The problem =>
Swap "ImageApi" for "VisionApi" throughout the material below, keeping everything else the same.

(Stored dataset items)
— Begin —
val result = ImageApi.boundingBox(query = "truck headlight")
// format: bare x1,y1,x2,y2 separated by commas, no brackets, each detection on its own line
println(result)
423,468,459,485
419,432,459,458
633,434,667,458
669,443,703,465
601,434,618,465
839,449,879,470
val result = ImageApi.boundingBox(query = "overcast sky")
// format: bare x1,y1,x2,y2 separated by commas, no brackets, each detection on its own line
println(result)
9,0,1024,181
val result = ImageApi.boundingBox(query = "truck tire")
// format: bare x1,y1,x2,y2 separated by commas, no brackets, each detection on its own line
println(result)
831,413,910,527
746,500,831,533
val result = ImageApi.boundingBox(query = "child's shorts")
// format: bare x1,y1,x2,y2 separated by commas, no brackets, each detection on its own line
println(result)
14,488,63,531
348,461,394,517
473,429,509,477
— End —
Exercise solution =>
val result = VisionApi.boundingBox(query = "truck headlight")
// format: bare x1,y1,x2,y2 separated by commas, no brackets, each detection on its own line
println(result)
423,468,459,485
419,432,459,458
633,434,667,458
669,443,703,465
601,434,618,465
839,449,879,470
val result = VisionApi.boundingBox(query = "overcast sky")
// format: bare x1,y1,x2,y2 separated by commas, no brackets, each detection on its own line
println(result)
9,0,1024,181
val result = VisionApi.boundingBox(query = "truck tire")
// format: bare x1,y1,x2,y2 separated by commas, no brackets, each detection on its own line
println(result)
831,413,910,527
746,500,831,533
val result = VisionApi.boundingBox(query = "child's shorts")
// format: bare x1,y1,x2,y2 separated by commas, no brackets, each detection on its own line
println(result)
14,488,63,531
348,461,394,517
473,429,509,477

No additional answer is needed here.